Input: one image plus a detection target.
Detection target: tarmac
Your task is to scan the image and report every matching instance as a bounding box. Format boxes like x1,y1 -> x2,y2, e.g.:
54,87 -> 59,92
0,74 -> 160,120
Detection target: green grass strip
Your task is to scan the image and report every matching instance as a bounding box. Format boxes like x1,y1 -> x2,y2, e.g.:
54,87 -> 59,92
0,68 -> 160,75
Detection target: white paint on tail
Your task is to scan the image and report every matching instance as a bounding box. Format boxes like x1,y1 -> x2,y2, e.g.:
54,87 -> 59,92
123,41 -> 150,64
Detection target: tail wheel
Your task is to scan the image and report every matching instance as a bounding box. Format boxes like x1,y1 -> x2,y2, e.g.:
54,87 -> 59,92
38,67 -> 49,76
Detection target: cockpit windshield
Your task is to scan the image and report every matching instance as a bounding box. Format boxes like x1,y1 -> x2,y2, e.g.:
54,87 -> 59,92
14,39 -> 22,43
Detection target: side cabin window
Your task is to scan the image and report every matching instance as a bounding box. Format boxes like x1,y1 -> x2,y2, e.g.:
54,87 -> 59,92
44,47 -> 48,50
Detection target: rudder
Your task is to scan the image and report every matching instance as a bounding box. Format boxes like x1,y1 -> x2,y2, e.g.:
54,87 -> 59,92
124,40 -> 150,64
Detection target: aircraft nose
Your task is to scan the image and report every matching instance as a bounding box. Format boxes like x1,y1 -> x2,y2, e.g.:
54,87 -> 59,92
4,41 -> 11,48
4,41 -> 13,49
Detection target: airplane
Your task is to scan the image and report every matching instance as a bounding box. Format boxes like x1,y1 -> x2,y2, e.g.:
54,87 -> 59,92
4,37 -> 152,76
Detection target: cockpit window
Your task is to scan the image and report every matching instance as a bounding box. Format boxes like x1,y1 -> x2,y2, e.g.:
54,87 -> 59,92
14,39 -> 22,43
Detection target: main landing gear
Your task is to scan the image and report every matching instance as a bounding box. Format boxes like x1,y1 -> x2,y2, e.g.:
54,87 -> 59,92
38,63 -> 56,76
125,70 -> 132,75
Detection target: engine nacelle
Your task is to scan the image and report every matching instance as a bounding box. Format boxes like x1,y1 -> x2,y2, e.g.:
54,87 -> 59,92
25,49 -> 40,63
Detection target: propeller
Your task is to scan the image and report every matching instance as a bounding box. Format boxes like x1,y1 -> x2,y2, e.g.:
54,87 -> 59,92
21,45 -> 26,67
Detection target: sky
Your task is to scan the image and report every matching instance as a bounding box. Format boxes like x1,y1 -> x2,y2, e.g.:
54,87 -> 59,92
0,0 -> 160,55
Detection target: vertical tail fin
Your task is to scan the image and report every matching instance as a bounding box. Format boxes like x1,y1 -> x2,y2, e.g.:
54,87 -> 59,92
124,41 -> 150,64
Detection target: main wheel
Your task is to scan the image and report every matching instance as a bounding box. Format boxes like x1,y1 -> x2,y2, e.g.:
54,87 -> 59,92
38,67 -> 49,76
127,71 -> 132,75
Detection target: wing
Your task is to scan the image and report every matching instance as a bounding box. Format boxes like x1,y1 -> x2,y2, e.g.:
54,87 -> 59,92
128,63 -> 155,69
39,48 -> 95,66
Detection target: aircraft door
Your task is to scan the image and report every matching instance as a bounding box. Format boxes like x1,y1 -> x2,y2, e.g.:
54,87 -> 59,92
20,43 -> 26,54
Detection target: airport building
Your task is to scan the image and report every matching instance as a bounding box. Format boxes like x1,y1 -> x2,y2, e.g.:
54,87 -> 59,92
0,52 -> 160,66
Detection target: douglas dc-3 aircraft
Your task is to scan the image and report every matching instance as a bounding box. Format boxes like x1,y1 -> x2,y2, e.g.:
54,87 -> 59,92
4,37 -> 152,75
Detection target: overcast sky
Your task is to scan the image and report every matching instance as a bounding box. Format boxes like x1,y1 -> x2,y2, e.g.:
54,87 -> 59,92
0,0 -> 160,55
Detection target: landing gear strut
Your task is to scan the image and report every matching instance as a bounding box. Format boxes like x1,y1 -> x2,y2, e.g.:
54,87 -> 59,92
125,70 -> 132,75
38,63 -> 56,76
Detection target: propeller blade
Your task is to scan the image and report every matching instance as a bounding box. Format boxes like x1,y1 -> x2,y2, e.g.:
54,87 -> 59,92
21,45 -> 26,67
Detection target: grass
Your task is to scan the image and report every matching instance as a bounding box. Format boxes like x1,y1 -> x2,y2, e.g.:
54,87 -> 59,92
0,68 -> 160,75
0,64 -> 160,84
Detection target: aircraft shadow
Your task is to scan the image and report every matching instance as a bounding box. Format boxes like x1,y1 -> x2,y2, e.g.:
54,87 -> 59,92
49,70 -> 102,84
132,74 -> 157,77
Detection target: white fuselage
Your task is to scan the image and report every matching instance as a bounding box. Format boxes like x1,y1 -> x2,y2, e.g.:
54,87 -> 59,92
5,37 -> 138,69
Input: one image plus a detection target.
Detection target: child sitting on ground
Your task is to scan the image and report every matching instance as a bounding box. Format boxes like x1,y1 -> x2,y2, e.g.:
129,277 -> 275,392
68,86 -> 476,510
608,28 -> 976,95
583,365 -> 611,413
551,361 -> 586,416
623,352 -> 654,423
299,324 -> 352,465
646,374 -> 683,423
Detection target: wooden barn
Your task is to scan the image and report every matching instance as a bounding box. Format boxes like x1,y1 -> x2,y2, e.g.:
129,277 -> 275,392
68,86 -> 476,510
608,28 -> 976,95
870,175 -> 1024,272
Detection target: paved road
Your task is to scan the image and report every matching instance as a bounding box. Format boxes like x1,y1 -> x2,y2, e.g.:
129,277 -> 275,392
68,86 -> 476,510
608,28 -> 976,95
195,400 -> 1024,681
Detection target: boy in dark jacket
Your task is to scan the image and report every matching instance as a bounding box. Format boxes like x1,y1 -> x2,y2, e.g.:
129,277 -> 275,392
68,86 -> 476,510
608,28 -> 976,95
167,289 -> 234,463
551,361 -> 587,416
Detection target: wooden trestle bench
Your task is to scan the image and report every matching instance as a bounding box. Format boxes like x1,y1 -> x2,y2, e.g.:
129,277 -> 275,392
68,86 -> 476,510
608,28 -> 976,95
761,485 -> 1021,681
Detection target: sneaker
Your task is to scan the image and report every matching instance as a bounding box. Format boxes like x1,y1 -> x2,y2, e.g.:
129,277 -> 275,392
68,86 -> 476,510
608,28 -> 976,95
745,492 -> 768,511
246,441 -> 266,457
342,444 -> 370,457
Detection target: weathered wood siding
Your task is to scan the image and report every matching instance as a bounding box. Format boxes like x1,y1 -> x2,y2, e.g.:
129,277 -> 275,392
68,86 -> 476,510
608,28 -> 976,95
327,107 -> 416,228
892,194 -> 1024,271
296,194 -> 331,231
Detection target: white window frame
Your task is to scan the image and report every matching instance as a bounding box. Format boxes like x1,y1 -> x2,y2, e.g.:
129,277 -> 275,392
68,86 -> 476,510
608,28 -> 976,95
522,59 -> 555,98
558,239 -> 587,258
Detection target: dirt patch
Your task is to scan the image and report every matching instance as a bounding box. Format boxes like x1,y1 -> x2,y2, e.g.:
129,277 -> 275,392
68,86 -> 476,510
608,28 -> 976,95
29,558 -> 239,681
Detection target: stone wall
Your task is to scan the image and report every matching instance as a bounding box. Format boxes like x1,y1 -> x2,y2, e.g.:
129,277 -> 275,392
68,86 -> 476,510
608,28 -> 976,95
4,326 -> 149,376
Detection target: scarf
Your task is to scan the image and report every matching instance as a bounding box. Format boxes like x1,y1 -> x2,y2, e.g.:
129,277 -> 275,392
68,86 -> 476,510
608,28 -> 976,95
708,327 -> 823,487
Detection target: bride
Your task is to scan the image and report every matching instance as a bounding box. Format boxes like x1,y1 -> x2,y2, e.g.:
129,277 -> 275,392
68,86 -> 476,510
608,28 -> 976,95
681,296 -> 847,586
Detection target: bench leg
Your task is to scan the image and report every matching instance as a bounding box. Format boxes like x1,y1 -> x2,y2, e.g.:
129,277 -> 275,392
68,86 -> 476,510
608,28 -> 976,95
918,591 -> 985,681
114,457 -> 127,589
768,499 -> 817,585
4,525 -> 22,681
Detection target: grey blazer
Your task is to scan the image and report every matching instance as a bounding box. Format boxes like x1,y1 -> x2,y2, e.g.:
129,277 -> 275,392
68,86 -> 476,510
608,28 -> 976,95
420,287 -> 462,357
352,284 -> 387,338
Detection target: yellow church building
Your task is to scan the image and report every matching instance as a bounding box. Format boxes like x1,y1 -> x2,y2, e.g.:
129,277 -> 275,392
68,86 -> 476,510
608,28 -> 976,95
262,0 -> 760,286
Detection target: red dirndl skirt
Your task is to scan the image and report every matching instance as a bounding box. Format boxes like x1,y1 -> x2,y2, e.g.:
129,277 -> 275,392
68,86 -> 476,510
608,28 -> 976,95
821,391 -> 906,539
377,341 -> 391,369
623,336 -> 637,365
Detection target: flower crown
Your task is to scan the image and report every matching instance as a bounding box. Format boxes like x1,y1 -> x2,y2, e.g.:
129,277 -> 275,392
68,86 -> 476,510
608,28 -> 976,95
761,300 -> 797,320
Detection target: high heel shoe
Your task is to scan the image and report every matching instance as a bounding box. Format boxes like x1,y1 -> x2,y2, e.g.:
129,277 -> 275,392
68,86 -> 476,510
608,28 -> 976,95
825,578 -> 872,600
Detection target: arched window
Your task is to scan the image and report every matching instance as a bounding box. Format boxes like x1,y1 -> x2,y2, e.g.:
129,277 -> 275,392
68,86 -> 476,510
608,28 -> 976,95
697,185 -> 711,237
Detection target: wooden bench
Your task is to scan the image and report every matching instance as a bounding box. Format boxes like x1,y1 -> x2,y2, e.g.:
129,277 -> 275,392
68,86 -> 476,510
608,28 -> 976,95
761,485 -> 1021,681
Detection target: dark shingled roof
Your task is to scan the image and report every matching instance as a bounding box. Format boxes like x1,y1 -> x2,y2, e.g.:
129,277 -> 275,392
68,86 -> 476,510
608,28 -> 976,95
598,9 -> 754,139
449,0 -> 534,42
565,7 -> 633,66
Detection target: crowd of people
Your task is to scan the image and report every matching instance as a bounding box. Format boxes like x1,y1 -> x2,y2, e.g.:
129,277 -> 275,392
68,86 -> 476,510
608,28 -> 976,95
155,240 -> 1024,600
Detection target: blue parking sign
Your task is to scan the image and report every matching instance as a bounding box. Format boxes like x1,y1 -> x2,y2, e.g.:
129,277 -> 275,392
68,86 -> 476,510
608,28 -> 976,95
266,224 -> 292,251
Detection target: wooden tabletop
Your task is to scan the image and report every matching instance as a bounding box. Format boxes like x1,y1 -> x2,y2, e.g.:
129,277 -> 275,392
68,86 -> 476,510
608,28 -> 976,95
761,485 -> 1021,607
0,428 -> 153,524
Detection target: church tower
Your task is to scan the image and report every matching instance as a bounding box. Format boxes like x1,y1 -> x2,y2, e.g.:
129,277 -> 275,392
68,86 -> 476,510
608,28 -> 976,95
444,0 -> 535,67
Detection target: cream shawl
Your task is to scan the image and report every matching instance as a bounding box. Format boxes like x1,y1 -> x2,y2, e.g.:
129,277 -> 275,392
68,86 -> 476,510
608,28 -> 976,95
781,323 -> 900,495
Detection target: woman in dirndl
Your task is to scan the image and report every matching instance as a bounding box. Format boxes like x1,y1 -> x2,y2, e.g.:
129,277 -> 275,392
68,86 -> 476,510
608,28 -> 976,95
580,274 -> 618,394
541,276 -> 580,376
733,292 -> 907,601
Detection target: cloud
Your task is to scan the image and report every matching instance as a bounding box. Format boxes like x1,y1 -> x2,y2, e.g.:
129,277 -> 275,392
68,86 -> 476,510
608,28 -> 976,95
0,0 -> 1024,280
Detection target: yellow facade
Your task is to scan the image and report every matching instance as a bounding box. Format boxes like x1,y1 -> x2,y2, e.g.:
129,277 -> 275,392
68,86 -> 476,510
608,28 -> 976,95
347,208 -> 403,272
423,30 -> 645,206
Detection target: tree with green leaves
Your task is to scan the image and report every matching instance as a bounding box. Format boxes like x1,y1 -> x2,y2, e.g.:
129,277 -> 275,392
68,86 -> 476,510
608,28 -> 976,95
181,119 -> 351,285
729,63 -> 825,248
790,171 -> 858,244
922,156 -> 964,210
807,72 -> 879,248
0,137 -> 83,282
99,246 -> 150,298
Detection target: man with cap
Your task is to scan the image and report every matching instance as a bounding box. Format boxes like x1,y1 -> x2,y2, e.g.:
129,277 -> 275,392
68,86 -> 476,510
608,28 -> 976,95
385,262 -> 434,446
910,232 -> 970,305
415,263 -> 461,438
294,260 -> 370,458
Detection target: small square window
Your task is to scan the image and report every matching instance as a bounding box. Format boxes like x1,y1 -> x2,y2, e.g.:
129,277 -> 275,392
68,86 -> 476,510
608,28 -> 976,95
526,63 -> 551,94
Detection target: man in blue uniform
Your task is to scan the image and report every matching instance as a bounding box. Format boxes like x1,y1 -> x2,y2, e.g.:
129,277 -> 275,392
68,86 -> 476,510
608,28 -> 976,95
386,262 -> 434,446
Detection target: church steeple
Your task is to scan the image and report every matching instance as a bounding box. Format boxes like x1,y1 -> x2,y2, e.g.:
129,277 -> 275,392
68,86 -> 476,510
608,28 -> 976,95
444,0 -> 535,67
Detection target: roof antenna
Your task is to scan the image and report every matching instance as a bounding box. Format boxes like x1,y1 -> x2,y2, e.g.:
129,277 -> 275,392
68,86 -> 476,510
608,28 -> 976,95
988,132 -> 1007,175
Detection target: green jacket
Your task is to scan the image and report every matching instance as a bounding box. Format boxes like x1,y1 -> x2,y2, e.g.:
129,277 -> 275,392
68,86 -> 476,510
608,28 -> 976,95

- Task to complete
Please find every line in the records above that contains the word "wooden" and copy each one in full. Case counts.

- Response
Detection target: wooden barn
Detection target: wooden trestle bench
Detection target: wooden bench
Detection target: wooden tabletop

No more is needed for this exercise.